__SOURCE DOCUMENT__
———

The company has closed a $34m dollar financing round led by SK Gas.

C-Zero Inc., a clean energy company that has developed a technology for natural gas decarbonization, has closed a $34m dollar financing round led by SK Gas, a subsidiary of South Korea’s second-largest conglomerate, the SK Group.

SK Gas was joined by two other new investors – Engie New Ventures and Trafigura, one of the world’s largest physical commodities trading companies – in addition to participation from all existing investors including Breakthrough Energy Ventures, Eni Next, Mitsubishi Heavy Industries and AP Ventures, according to a news release.

The funding will be used to build C-Zero’s first pilot plant, which is expected to be online in Q1 2023. The plant will be capable of producing up to 400kg of hydrogen per day from natural gas with no CO2 emissions.

———

__EXERCISE A__
According to the C-Zero funding article, how much hydrogen per day will the planned pilot plant be able to produce?
__EXERCISE B__
Reproduce everything in the C-Zero funding article from "C-Zero Inc., a" down to "the SK Group.".
__EXERCISE C__
Check each statement against the C-Zero funding article and answer yes or no, quoting the words that settle it: (i) The pilot plant is expected to be online in Q1 2023. (ii) SK Gas is a subsidiary of South Korea's largest conglomerate. (iii) Engie New Ventures was one of the existing investors.

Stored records
———

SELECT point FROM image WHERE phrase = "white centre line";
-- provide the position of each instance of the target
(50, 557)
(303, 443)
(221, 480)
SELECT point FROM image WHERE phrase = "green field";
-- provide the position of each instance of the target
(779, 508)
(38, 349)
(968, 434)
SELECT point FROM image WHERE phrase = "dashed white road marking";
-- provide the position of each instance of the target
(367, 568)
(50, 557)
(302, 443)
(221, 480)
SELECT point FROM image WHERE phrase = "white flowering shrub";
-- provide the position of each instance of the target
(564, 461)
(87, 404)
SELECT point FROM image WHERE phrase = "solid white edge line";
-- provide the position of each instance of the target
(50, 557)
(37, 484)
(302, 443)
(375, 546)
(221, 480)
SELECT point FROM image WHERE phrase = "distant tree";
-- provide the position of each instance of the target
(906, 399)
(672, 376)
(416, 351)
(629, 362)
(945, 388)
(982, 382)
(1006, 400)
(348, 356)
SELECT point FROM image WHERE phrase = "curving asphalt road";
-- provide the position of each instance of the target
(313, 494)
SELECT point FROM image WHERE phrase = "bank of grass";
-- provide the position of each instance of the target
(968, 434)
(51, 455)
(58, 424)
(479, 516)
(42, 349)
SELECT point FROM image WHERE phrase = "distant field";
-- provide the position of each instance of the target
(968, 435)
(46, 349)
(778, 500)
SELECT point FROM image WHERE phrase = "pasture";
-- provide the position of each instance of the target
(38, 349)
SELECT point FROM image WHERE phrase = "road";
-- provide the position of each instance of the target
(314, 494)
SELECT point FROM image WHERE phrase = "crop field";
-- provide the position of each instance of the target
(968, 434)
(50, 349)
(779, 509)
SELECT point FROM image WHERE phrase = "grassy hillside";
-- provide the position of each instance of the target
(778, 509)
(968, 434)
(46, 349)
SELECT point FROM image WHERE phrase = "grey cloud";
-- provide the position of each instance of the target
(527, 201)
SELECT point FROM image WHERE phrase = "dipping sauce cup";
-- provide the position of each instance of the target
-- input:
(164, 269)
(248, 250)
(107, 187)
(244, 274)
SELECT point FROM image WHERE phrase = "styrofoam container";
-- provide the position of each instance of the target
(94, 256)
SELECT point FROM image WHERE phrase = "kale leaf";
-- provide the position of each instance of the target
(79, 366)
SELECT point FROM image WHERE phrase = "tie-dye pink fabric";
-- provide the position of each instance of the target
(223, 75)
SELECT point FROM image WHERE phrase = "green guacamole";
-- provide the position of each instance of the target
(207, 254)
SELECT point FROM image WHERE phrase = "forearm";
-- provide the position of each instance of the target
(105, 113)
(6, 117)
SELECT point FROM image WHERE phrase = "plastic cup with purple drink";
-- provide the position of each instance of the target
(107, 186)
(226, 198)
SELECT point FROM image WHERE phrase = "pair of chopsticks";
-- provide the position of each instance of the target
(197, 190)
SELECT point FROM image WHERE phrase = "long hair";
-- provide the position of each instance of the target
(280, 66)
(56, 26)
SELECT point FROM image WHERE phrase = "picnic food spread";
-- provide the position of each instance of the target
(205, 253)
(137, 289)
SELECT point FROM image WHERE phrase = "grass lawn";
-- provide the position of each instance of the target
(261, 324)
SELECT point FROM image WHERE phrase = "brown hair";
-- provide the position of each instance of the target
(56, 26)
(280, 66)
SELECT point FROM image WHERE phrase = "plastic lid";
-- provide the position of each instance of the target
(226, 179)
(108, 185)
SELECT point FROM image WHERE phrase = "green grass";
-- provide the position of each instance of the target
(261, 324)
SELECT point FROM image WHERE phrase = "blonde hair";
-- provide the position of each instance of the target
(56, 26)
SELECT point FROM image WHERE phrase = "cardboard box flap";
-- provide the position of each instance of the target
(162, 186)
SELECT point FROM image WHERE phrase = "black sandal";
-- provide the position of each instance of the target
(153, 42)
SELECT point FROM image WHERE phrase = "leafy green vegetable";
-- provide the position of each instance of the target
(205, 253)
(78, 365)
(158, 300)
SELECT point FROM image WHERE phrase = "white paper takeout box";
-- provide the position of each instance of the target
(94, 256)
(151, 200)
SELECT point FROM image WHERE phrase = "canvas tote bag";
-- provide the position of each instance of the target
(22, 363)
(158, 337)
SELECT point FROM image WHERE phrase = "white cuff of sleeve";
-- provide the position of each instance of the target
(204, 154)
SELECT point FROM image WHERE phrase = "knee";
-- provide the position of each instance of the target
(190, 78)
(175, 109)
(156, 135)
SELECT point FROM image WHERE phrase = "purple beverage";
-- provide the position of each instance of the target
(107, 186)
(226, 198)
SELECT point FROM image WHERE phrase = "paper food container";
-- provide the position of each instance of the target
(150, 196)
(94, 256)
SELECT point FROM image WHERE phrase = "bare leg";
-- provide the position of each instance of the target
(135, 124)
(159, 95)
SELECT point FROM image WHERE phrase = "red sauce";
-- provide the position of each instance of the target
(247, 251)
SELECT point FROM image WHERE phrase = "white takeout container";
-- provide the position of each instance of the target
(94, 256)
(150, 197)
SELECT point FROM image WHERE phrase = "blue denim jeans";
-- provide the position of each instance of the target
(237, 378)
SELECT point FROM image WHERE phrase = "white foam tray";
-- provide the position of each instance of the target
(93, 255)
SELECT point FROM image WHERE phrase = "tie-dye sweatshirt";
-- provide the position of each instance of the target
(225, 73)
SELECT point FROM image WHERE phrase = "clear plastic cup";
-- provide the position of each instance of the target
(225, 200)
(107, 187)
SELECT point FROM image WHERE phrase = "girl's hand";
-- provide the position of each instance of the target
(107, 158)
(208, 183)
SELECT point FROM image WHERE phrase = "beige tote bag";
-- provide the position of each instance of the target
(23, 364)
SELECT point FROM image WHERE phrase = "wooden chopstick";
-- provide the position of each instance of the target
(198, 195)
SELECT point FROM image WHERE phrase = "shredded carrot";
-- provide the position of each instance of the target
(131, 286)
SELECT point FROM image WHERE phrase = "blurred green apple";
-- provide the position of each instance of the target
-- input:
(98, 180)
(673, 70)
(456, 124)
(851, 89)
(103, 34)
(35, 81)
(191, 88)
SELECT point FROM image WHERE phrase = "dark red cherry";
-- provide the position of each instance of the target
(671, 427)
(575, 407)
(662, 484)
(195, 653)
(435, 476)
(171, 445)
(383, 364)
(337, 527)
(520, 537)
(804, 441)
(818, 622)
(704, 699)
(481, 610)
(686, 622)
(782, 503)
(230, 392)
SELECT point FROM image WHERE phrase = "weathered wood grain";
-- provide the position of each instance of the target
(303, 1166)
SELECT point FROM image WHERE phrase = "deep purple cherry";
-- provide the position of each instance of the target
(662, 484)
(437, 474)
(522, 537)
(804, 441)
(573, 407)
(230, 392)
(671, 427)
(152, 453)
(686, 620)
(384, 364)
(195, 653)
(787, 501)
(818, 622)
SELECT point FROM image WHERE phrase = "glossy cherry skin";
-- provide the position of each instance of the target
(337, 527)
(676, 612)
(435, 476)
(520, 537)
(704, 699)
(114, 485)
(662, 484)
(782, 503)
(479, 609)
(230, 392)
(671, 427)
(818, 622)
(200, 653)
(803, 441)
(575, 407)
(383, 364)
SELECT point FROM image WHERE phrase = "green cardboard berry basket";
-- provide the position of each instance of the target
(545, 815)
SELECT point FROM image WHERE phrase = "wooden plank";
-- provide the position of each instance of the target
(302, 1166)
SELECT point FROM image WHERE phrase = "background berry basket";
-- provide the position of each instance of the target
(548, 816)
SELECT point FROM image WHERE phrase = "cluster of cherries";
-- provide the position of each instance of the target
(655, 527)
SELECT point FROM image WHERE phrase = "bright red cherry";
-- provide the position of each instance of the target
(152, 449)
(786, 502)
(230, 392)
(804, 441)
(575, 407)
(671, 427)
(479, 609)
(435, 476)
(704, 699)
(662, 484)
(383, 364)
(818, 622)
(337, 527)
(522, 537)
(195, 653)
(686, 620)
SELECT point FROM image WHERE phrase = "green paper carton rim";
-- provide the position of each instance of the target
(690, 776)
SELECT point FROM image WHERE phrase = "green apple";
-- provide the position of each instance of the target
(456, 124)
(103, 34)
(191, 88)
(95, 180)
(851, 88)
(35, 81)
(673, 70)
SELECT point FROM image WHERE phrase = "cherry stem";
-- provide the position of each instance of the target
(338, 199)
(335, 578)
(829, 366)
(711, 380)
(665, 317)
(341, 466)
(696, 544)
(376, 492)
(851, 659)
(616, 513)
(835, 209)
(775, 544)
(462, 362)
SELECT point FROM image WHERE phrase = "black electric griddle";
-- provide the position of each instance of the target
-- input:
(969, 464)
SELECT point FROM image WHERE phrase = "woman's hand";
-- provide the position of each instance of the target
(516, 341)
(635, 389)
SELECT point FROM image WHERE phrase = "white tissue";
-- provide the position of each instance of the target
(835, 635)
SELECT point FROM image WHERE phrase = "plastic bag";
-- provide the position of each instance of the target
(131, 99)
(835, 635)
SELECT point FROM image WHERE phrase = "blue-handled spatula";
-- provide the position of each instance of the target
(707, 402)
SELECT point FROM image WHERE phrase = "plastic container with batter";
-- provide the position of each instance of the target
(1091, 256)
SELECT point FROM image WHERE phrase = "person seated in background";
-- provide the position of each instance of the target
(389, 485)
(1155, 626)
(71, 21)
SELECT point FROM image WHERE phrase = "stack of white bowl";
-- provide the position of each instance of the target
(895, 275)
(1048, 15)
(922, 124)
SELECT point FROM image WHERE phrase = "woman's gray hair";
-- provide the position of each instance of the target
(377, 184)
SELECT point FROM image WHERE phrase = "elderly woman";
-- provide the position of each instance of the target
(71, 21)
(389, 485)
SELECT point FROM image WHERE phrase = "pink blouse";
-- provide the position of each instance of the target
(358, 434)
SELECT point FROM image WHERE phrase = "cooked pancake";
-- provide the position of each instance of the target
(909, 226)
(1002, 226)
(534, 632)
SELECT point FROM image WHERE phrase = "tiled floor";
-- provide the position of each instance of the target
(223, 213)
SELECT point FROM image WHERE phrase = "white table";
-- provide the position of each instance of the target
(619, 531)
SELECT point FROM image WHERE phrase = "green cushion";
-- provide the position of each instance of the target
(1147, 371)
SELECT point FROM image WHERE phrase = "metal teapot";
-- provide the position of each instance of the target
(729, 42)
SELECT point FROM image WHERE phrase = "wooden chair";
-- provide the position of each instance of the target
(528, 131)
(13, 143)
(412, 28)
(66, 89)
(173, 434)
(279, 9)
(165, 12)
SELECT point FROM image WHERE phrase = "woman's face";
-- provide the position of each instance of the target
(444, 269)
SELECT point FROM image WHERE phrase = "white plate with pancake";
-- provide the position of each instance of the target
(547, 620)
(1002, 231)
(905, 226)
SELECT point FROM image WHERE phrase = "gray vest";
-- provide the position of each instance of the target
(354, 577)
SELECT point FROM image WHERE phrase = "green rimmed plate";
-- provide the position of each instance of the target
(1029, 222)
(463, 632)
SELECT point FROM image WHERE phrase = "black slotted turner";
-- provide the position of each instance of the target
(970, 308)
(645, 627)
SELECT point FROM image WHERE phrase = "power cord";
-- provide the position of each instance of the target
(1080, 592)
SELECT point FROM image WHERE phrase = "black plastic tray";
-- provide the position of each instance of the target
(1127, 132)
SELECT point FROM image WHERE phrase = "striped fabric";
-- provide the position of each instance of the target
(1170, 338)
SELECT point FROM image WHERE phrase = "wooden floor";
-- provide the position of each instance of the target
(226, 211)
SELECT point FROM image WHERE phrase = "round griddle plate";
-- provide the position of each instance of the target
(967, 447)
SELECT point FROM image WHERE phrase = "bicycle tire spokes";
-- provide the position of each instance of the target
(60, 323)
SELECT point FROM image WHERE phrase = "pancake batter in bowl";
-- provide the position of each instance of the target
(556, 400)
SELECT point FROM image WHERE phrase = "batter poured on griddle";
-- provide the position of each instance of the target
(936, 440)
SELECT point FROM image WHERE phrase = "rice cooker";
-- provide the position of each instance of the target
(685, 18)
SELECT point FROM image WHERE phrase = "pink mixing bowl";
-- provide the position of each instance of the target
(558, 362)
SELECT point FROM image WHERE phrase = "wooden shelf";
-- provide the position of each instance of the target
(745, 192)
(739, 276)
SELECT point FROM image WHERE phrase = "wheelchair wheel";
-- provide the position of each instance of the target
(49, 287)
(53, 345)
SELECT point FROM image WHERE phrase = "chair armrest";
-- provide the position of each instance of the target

———

__TASK OUTPUT A__
Up to 400kg of hydrogen per day from natural gas, with no CO2 emissions.

__TASK OUTPUT B__
C-Zero Inc., a clean energy company that has developed a technology for natural gas decarbonization, has closed a $34m dollar financing round led by SK Gas, a subsidiary of South Korea’s second-largest conglomerate, the SK Group.

__TASK OUTPUT C__
(i) Yes: "which is expected to be online in Q1 2023"
(ii) No: "a subsidiary of South Korea’s second-largest conglomerate, the SK Group"
(iii) No: "two other new investors – Engie New Ventures and Trafigura"